#### PROBLEM REQUIREMENTS:
Return every line of the items that contains the string "field". Case counts.

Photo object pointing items
====================

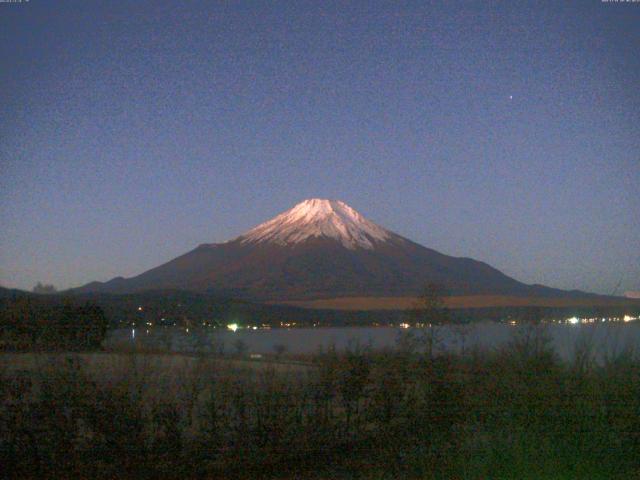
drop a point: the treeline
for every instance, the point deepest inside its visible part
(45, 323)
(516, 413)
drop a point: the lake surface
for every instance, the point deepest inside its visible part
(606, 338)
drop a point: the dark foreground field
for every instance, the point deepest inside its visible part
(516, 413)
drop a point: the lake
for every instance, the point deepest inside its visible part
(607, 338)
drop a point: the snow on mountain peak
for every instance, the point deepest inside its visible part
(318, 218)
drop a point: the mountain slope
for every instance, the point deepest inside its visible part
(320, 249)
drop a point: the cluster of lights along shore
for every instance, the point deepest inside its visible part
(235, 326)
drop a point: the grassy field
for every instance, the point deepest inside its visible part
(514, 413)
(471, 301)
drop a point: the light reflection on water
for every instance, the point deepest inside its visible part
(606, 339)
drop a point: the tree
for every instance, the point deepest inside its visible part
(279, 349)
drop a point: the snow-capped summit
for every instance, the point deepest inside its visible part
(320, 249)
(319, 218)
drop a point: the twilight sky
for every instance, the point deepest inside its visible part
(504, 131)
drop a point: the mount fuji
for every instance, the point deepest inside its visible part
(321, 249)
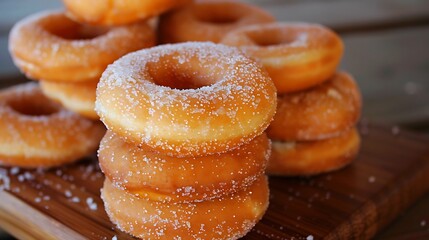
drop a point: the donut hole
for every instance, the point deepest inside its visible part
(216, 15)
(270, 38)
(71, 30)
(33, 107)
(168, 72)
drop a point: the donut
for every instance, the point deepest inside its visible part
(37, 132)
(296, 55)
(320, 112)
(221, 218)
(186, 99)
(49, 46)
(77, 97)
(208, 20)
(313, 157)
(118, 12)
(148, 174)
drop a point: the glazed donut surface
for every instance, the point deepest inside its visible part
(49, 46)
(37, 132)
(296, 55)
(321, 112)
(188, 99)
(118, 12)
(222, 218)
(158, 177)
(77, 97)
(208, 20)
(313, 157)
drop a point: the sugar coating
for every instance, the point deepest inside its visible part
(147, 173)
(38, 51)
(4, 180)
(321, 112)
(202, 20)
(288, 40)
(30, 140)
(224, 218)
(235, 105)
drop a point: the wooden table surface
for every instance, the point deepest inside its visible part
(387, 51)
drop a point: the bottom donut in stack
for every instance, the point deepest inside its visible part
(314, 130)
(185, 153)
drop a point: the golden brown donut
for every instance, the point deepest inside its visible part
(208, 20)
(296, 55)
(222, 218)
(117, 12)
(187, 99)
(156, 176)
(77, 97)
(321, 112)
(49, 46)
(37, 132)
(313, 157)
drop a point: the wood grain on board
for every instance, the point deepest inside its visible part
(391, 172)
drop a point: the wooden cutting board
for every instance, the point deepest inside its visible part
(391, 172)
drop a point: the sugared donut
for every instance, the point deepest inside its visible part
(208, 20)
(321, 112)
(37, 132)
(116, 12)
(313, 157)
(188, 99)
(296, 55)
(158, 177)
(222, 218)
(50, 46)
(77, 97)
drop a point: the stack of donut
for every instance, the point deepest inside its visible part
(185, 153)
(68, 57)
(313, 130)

====================

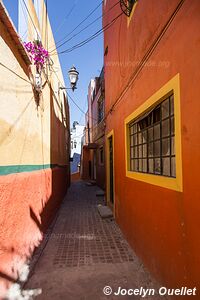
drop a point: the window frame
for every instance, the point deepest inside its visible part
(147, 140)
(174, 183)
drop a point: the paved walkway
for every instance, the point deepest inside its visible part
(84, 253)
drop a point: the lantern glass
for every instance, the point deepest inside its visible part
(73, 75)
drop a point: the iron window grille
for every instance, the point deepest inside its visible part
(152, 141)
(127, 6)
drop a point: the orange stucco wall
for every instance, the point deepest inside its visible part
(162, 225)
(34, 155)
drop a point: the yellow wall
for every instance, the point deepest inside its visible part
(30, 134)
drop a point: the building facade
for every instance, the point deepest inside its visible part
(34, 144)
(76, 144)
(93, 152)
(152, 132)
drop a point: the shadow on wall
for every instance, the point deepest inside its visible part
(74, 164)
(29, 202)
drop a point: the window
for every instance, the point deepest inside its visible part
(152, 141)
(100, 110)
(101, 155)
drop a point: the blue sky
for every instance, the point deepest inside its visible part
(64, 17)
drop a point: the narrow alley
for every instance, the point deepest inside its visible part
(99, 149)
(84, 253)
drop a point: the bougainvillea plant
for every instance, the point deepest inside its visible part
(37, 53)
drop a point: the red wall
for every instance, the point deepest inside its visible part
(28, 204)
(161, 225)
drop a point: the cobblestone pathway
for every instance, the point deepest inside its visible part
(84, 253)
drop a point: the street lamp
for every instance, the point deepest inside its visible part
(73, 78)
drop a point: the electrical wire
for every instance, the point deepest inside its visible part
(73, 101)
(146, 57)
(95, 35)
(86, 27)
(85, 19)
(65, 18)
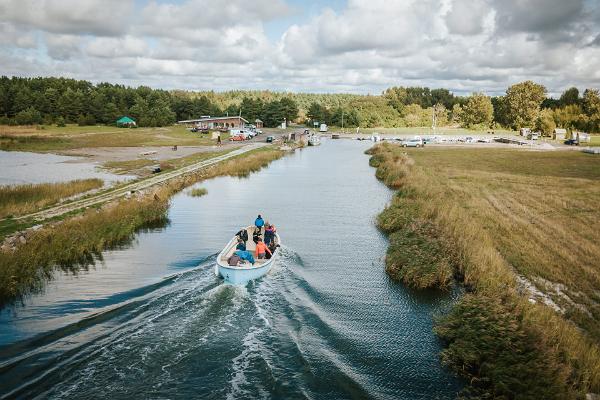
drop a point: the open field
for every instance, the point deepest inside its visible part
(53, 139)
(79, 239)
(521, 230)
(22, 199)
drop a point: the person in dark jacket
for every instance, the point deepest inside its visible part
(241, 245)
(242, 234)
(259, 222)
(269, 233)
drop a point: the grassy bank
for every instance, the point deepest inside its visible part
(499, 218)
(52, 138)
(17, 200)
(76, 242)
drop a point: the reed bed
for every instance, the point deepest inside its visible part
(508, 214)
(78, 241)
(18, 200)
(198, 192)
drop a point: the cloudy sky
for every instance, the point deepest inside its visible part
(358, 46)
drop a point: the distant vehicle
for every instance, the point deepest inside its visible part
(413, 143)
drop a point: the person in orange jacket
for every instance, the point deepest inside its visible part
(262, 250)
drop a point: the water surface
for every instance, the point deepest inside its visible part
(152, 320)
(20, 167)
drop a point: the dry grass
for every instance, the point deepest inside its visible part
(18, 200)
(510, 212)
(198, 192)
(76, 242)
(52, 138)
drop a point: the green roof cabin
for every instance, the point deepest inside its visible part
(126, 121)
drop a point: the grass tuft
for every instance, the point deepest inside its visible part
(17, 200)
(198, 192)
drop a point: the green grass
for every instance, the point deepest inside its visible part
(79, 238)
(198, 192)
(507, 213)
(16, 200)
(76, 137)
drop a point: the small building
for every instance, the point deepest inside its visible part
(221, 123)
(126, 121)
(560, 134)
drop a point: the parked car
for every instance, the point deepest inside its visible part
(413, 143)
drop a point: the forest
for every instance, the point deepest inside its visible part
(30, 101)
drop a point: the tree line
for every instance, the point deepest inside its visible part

====================

#### CORRECT OUTPUT:
drop a point: the dark foreground field
drop a point: the grassy field
drop a point: the open field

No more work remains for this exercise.